- **INPUT DATA**

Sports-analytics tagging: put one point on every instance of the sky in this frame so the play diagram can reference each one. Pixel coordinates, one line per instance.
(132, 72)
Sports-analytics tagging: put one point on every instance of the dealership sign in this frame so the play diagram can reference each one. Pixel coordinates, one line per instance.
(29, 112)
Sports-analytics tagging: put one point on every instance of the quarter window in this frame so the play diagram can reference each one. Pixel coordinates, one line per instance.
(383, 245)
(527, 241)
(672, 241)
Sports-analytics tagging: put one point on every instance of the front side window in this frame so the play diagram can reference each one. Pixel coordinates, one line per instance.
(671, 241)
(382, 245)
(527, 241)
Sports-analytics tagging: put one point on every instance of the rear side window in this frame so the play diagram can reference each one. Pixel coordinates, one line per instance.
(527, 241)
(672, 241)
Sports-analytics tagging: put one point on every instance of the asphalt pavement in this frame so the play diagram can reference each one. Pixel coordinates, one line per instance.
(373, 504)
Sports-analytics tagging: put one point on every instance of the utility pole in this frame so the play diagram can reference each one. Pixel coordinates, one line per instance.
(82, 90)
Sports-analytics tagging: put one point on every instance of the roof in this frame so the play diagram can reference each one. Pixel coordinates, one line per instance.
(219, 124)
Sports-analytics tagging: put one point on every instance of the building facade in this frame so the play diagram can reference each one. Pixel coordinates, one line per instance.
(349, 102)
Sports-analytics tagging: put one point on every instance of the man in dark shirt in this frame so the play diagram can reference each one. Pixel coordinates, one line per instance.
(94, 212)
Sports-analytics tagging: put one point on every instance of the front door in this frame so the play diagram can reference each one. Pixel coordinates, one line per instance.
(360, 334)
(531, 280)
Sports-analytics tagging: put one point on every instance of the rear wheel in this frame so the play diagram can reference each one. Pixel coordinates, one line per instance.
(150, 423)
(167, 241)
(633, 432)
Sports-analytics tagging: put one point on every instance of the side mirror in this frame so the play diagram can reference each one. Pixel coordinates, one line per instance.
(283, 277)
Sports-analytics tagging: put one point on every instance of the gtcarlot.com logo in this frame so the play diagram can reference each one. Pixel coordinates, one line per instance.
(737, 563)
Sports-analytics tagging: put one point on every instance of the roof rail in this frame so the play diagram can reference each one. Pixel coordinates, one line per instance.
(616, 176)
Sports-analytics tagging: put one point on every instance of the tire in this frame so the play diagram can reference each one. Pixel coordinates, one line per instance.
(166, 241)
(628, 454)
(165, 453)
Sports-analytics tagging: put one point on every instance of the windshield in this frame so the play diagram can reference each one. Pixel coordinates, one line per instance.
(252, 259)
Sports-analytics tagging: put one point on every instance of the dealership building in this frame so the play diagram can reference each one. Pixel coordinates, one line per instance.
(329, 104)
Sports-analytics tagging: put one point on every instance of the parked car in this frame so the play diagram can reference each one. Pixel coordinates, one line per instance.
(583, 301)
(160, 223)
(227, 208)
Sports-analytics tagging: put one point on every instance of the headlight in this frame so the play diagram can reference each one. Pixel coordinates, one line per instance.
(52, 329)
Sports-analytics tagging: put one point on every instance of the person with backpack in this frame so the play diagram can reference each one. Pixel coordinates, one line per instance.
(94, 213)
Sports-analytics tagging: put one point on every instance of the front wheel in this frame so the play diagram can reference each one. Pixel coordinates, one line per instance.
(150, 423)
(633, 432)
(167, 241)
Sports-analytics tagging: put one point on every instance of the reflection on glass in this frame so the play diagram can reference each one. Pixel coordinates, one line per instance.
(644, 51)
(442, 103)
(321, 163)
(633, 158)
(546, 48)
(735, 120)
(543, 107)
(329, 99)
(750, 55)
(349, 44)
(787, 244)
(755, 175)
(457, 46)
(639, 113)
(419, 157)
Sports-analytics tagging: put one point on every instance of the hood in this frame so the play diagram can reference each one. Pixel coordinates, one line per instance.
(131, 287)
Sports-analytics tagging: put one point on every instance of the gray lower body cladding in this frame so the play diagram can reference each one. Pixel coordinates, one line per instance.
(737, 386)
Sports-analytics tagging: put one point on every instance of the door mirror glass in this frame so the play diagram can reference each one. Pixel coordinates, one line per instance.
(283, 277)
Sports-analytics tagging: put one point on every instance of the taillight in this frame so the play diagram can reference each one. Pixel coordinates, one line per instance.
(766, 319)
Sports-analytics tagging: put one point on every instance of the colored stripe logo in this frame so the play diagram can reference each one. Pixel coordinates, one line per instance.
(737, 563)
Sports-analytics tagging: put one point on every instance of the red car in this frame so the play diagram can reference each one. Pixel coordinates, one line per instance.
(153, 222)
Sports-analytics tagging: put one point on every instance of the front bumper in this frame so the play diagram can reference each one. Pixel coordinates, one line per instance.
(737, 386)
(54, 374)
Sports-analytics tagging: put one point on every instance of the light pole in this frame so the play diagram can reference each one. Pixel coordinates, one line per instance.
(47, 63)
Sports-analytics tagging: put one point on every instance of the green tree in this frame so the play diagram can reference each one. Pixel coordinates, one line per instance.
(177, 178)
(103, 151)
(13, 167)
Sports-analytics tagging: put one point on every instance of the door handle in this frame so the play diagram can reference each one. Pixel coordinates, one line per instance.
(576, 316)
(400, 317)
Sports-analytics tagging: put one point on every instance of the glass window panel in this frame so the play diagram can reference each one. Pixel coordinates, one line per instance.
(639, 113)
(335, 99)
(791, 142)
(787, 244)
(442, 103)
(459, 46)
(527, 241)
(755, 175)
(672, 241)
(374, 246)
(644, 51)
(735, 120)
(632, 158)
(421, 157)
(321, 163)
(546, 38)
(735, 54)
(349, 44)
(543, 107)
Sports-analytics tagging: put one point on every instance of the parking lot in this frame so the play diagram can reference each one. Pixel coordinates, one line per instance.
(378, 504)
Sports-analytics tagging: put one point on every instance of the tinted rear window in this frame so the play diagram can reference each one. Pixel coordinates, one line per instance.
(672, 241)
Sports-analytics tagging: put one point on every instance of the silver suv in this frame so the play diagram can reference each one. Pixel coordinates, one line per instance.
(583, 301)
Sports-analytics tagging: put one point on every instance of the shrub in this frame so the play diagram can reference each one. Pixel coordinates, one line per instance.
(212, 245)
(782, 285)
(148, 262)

- **ASSIGNMENT**
In full and without error, retype the entries above.

- **RESPONSE AREA**
Sports-analytics tagging: put one point on every instance of the sky in this frame so the play diagram can reference each one. Pixel coordinates, one line per instance.
(132, 72)
Sports-analytics tagging: put one point on every instance of the dealership sign in this frame so the play diagram can reference each one. Pixel coordinates, one line per instance.
(29, 112)
Sports-analytics tagging: put one point on every instance of the quarter window in this frame so the play diagram can reference each one. Pixel coordinates, one line per instance.
(383, 245)
(527, 241)
(672, 241)
Sports-analytics tagging: put one point on every instance of the front side window in this frame so the play diagram can reference each one. Pixel coordinates, one line per instance.
(671, 241)
(382, 245)
(527, 241)
Sports-analytics tagging: put one point on every instance of the rear side window in this frame so the play diagram can reference each one. Pixel coordinates, one line per instance.
(527, 241)
(672, 241)
Sports-analytics tagging: put one point on every instance of the asphalt pavement in this frame so the play diagram can reference each one. Pixel coordinates, one line per instance.
(373, 504)
Sports-analytics tagging: put one point on every instance of the utility pole in this frame so the play diagram can reference each one. Pixel coordinates, one line per instance.
(82, 90)
Sports-analytics tagging: put one point on every instance of the roof in this frame so the play diagram can reference each one. Pixel coordinates, one line per instance.
(219, 124)
Sports-analytics tagging: put one point on every instance of the building facade in this frame so the play diagram can reference each one. Pixel coordinates, one line per instance.
(349, 102)
Sports-analytics tagging: put one point on every instance of the man in dark shirt in this frame so the play diagram can reference each one. Pixel coordinates, one line per instance.
(94, 212)
Sports-analytics tagging: put one point on every instance of the front door in this frame so the play diagram can reference each one. Pixel coordinates, one line per instance.
(360, 334)
(531, 280)
Sports-analytics tagging: put one point on every instance of the rear wheel in this frame so the play diagram can reference each one. Pixel coordinates, one line per instance.
(150, 423)
(167, 241)
(633, 432)
Sports-analytics tagging: put one point on every instance of the side mirror in this frame so the play diagram can reference each one. Pixel coordinates, one line per instance.
(283, 277)
Sports-analytics tagging: put one point on every instance of the gtcarlot.com logo in this frame so the play diagram can reference each one. Pixel coordinates, one line per instance.
(737, 563)
Sports-analytics tagging: put one point on every instance of the roof rail in this frame so the play diagram can reference each one. Pixel coordinates, one line per instance.
(616, 176)
Sports-analytics tagging: put one point on every instance of the tire in this frame so the play diagram can reference each one. Pixel coordinates, one line per instance.
(166, 241)
(628, 454)
(165, 453)
Sports-analytics tagging: put one point on every instance of the windshield in this frame so the play diagram can reference each one. Pixel coordinates, one line per instance.
(252, 259)
Sports-analytics tagging: put one point on every instance of the dealership building in this frame so the play diagram can reference each one. Pixel coordinates, one line per instance.
(329, 104)
Sports-analytics tagging: put one point on every instance of the parked car in this frame so the play diagram can reference each one. Pixel coordinates, one line per instance.
(583, 301)
(160, 223)
(227, 208)
Sports-analytics tagging: put one point on every instance of the headlight in this frame so the play diagram can reference each one. Pixel coordinates, one line per instance.
(52, 329)
Sports-analytics tagging: put one point on every instance of the person with backpack in this frame so the play diagram can reference each one. Pixel coordinates, one line per instance.
(94, 213)
Sports-analytics tagging: put one point on every instance of the front wheel in this frame so the play diagram can reference each one. Pixel coordinates, one line per instance.
(150, 423)
(633, 432)
(167, 241)
Sports-analytics tagging: put one point on every instance of the reflection on glass in this frame so the play diagram can reference each one. Pixel coordinates, one line per instance.
(644, 51)
(442, 103)
(321, 163)
(633, 158)
(546, 48)
(735, 120)
(543, 107)
(329, 99)
(750, 55)
(349, 44)
(787, 244)
(755, 175)
(457, 46)
(639, 113)
(419, 157)
Sports-analytics tagging: put one point on every instance of the hood in this frame so the play diagram can reference each one. Pixel coordinates, one line per instance.
(131, 287)
Sports-analytics tagging: put one point on every instance of the gray lower body cladding in this frame so the play diagram can reference each one. Pixel coordinates, one line per instance.
(737, 386)
Sports-analytics tagging: put one point on every instance of the door mirror glass in this frame so the play diagram can reference each one. Pixel coordinates, one line per instance.
(283, 277)
Sports-analytics tagging: put one point on every instance of the taillight in this frame so the play diagram can reference each one. Pixel coordinates, one line per instance.
(766, 319)
Sports-analytics tagging: put one point on every instance of the colored stripe logo in this frame so the play diagram can reference each one. Pixel coordinates, one line per instance.
(737, 563)
Sports-analytics tagging: put one point on every instance of the red car in this frame so the play diagram can reference each one. Pixel coordinates, one line per instance.
(153, 222)
Sports-analytics tagging: put one point on every instance of the front bumper in this frame so the play diagram can reference each one. Pixel coordinates, one line per instance.
(737, 386)
(54, 374)
Sports-analytics tagging: put one point on every instance of the light pole in this frame so the play diagram can reference each one. Pixel coordinates, one line per instance.
(47, 63)
Sports-analytics tagging: put one point on every instance of the green tree in this frame so the play diagram can reference each one. Pixel coordinates, one line per instance.
(177, 178)
(103, 151)
(13, 167)
Sports-analytics tagging: put one point on every instance of the door handle in this frame so the play diagram can reference each one. Pixel coordinates, one line per instance.
(576, 316)
(400, 317)
Sports-analytics tagging: put one point on every instance of the glass window panel in this frame so the play diagram can reference each one. Pixel coordinates, one line per instance.
(639, 113)
(335, 99)
(791, 142)
(787, 244)
(442, 103)
(459, 46)
(527, 241)
(755, 175)
(672, 241)
(374, 246)
(644, 51)
(735, 120)
(632, 158)
(421, 157)
(321, 163)
(546, 38)
(735, 54)
(349, 44)
(543, 107)
Sports-analytics tagging: put one point on every instance of the parking lot in this frame so the play diagram can reference each one. Pixel coordinates, one line per instance.
(378, 504)
Sports-analytics tagging: put one point on every instance of the tinted rear window in this frame so the play diagram can reference each one. Pixel coordinates, one line per instance.
(672, 241)
Sports-analytics tagging: put one point on every instance of the silver suv in this frame so the play diagram can reference each one. Pixel coordinates, one line per instance.
(583, 301)
Sports-analytics tagging: put one point on every instance of the shrub in this frame so the play diagram can reference each one. Pixel coordinates, one line per instance.
(212, 245)
(782, 285)
(148, 262)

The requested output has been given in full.